● THE EXERCISE
Reproduce verbatim the rows from the line containing "Each instance of the eroded" through the last line of the rows, both ends included.

Stored data entries

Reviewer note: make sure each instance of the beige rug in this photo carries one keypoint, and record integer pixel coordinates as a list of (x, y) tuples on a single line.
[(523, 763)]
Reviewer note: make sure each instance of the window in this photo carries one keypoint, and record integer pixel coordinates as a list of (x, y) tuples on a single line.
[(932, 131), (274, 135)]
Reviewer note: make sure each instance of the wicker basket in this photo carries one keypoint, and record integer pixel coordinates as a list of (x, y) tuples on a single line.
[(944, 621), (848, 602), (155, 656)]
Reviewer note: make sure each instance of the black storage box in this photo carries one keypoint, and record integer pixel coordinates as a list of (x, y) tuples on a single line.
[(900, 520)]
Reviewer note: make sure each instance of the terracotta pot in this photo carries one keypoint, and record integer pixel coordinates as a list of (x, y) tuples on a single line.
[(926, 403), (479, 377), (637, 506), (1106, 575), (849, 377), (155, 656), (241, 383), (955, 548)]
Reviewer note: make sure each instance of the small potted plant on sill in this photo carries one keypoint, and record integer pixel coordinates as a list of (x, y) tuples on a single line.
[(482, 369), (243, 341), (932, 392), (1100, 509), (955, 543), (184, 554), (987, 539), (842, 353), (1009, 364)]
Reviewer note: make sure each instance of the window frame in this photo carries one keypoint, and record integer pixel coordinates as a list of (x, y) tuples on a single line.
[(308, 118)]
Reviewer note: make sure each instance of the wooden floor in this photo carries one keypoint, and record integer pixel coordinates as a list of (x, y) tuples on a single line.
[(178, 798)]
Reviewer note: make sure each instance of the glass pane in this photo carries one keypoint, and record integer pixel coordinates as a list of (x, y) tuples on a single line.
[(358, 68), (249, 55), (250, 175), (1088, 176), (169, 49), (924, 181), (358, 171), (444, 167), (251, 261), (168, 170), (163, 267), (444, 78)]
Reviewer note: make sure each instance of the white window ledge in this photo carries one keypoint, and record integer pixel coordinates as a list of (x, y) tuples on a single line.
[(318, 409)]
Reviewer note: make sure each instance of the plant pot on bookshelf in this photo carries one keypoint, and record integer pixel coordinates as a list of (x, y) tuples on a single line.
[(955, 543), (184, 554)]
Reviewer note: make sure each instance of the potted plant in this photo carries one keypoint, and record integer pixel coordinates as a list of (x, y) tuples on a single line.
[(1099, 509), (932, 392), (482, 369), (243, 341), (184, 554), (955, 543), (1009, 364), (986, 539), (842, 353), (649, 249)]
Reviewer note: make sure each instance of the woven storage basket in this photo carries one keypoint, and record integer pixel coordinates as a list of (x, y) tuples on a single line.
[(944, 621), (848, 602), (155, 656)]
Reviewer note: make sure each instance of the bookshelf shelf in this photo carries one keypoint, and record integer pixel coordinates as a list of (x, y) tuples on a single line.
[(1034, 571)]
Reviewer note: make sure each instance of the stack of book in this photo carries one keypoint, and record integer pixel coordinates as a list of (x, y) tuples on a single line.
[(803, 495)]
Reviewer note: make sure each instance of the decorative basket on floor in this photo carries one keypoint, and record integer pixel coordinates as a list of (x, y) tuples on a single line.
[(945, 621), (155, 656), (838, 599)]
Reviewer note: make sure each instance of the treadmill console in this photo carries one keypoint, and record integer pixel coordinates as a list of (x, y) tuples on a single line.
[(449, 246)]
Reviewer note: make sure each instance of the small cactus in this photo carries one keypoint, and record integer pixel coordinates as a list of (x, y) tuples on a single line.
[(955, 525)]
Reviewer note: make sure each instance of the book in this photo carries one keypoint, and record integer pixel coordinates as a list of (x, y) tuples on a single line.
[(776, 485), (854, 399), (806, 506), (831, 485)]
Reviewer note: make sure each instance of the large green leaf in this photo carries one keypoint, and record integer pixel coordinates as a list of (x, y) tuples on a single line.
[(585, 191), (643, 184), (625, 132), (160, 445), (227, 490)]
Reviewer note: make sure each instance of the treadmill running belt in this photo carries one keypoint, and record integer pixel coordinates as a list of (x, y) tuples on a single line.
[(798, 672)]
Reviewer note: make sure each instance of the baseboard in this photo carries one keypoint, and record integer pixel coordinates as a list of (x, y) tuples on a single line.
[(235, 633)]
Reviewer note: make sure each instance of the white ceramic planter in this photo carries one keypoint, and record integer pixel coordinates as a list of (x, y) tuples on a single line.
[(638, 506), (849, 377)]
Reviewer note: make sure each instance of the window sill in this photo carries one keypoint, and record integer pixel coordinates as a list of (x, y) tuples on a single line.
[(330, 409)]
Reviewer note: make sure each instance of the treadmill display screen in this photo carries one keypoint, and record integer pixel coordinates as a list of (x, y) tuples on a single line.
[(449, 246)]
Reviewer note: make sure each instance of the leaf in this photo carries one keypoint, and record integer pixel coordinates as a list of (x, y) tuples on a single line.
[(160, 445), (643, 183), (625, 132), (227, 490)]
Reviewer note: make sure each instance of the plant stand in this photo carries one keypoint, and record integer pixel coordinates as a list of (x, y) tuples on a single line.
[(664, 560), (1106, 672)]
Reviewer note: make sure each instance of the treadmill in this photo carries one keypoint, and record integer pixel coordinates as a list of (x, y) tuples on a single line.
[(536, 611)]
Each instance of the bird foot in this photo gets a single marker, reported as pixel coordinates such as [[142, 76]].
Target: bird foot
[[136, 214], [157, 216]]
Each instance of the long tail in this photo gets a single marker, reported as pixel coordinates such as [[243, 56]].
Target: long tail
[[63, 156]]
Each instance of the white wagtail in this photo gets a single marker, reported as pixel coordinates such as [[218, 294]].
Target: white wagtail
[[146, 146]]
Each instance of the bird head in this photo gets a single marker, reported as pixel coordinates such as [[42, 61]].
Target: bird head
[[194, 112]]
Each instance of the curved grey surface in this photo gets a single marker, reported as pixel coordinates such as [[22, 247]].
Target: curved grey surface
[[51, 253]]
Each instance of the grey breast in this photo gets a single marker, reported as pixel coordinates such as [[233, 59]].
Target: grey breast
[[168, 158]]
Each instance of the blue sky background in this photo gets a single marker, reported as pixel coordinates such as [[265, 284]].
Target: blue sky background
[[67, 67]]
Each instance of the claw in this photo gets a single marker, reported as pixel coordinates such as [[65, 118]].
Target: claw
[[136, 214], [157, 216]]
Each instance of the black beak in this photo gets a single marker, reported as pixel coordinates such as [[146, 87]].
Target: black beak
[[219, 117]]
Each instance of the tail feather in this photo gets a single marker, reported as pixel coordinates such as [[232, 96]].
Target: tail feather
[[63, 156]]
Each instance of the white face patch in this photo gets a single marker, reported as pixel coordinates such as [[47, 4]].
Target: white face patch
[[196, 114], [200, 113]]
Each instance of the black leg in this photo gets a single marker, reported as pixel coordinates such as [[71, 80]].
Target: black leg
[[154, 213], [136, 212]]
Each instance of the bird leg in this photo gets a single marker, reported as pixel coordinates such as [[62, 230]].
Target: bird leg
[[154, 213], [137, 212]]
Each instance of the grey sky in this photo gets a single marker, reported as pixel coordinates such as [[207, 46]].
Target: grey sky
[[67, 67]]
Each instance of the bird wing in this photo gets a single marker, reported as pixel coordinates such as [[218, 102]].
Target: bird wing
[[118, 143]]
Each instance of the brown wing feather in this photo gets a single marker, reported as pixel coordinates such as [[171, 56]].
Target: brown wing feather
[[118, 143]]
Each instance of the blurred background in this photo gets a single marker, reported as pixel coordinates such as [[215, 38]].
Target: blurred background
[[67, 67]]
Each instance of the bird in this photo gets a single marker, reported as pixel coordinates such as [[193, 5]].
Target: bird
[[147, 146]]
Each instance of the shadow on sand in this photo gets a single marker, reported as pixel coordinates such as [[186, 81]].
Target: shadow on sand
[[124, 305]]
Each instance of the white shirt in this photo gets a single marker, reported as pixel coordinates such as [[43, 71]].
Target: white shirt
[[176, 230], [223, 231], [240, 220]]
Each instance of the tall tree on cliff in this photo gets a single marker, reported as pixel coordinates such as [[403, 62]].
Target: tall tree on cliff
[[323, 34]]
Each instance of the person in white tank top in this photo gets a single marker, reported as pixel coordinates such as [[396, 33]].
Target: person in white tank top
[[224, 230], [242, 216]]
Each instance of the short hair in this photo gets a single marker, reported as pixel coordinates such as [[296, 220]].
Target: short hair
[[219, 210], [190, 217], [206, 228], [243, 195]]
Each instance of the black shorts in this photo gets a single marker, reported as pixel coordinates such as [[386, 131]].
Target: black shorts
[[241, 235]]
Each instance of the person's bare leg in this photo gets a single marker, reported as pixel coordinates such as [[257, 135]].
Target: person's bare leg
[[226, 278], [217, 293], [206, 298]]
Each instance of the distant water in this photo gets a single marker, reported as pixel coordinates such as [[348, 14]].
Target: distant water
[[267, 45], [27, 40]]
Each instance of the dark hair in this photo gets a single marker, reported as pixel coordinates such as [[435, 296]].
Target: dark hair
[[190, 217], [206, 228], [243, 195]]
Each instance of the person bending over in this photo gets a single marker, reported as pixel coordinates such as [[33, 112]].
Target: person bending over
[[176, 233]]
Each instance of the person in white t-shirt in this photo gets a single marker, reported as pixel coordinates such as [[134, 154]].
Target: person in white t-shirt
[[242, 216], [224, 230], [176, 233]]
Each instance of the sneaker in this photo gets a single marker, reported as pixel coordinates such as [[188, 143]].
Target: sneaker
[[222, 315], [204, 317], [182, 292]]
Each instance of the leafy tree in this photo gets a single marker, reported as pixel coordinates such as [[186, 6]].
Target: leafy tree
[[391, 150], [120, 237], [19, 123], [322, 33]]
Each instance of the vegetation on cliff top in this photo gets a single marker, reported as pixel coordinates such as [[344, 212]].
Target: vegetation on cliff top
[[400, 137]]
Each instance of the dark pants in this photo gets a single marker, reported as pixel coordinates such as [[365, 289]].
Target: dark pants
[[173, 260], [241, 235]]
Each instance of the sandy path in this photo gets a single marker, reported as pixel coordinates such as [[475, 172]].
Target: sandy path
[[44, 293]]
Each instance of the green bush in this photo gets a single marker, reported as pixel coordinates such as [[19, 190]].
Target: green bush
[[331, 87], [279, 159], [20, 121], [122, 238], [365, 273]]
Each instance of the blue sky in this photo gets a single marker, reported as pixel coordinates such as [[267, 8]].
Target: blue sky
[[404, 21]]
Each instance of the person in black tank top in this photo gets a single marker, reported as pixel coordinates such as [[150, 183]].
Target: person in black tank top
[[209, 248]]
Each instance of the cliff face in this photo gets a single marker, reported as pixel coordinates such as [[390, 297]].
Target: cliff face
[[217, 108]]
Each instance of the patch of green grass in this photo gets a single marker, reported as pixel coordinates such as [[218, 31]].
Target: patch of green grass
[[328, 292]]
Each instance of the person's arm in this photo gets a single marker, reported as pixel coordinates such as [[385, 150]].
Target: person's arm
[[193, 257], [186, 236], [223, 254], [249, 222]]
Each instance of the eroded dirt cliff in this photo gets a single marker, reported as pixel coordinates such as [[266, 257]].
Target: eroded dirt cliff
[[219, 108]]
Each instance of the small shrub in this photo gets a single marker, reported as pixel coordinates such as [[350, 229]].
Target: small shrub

● RESULT OF THE TASK
Each instance of the eroded dirt cliff in this photo gets a single marker, reported as pixel coordinates such as [[266, 257]].
Target: eroded dirt cliff
[[219, 108]]
Each instance of the small shrub in this photo gets a single marker, reported as pixel coordinates such as [[350, 229]].
Target: small shrub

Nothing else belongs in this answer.